What you will do => Return the lines below exactly as they appear, please, starting with the first and ending with the one that contains "Exercise. Find the diesel".

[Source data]
Start of Block

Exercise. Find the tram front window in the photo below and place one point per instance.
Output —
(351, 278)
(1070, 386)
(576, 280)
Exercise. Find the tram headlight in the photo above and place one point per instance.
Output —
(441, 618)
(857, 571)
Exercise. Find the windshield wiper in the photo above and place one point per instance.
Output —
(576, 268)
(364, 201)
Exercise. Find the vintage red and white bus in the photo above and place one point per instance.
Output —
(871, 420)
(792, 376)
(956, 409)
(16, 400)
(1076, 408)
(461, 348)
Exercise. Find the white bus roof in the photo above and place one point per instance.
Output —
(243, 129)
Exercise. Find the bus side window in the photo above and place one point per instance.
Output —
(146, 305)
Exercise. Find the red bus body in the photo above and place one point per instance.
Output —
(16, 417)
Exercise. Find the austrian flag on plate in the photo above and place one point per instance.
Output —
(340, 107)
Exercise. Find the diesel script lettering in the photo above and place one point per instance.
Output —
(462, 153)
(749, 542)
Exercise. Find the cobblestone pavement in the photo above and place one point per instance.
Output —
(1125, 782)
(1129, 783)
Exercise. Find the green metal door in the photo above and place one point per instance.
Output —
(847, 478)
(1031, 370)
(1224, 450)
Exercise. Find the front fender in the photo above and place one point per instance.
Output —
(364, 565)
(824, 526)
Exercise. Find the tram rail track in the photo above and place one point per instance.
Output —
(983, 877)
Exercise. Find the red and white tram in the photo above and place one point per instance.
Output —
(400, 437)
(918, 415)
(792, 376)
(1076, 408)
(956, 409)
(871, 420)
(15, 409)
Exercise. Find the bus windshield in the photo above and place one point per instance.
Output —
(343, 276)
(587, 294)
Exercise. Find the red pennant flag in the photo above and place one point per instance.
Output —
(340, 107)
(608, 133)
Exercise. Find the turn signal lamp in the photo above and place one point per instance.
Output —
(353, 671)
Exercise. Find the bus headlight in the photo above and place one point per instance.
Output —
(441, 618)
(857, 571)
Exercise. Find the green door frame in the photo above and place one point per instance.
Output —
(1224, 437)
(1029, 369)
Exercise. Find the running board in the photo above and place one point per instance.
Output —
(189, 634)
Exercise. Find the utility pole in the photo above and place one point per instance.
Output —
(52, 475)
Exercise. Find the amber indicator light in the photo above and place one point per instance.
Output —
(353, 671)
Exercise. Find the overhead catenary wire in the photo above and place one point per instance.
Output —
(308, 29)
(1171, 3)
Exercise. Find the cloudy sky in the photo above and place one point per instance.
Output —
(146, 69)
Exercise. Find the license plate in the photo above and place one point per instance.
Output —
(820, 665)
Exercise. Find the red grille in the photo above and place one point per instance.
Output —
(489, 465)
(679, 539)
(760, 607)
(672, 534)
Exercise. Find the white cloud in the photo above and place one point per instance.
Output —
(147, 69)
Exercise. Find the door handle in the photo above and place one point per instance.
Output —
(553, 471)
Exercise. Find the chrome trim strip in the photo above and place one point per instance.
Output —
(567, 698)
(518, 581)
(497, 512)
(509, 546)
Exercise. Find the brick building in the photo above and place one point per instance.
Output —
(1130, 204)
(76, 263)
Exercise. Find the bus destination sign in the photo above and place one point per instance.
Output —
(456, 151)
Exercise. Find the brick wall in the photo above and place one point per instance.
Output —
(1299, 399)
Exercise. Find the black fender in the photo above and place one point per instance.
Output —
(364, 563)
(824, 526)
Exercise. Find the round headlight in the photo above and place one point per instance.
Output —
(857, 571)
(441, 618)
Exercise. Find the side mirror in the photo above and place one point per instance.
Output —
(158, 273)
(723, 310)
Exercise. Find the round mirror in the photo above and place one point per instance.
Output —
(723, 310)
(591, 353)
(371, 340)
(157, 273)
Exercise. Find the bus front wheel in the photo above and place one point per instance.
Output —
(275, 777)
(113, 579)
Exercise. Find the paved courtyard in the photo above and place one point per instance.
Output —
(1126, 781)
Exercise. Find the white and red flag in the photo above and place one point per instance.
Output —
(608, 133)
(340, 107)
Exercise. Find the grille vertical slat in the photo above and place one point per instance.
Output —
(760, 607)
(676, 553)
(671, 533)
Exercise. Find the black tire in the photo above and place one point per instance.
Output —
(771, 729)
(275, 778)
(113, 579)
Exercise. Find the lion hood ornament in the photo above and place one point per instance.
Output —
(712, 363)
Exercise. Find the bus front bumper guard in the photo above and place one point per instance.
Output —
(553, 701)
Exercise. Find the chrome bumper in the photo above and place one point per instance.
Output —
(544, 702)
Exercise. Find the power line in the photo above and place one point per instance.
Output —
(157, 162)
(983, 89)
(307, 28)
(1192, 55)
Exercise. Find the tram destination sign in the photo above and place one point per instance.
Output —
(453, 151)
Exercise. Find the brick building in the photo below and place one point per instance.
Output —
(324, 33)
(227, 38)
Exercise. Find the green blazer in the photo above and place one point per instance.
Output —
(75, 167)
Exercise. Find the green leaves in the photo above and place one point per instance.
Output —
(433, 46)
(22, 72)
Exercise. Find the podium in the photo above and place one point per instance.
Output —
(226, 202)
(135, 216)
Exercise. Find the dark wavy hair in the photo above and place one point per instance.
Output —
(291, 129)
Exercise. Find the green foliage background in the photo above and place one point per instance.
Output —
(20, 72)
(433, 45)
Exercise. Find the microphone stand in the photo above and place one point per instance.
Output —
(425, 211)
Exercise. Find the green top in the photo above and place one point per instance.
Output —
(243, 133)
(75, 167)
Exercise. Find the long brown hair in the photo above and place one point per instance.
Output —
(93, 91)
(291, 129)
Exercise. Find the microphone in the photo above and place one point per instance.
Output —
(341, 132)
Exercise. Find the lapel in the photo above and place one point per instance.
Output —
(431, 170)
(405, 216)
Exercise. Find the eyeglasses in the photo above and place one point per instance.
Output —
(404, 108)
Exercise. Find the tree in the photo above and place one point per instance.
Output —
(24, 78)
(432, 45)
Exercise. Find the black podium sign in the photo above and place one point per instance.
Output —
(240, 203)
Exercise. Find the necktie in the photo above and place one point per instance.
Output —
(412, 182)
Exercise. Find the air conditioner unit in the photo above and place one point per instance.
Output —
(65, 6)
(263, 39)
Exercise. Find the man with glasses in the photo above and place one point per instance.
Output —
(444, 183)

End of Block

Answer to this task =>
Exercise. Find the tram front window in the photo below and place one point per instance.
Output —
(351, 278)
(1070, 386)
(576, 280)
Exercise. Find the tram headlight in the photo above and place one point per instance.
Output —
(441, 618)
(857, 571)
Exercise. Find the windshield wiper in the photo above and place one point per instance.
Output —
(576, 268)
(364, 201)
Exercise. Find the vintage red and white bus in the photo above and place one point per instance.
Output —
(871, 420)
(792, 376)
(956, 409)
(16, 400)
(1076, 408)
(461, 348)
Exercise. Find the white bus roof in the photo above and place one point per instance.
Output —
(243, 129)
Exercise. Find the bus side window in the photo above and place one point per instance.
Output —
(146, 305)
Exercise. Find the red bus body in the photo above and place one point per instance.
Output —
(16, 417)
Exercise. Find the austrian flag on plate in the photo above and place one point per instance.
Output —
(340, 107)
Exercise. Find the diesel script lettering in the photo above and place one point per instance.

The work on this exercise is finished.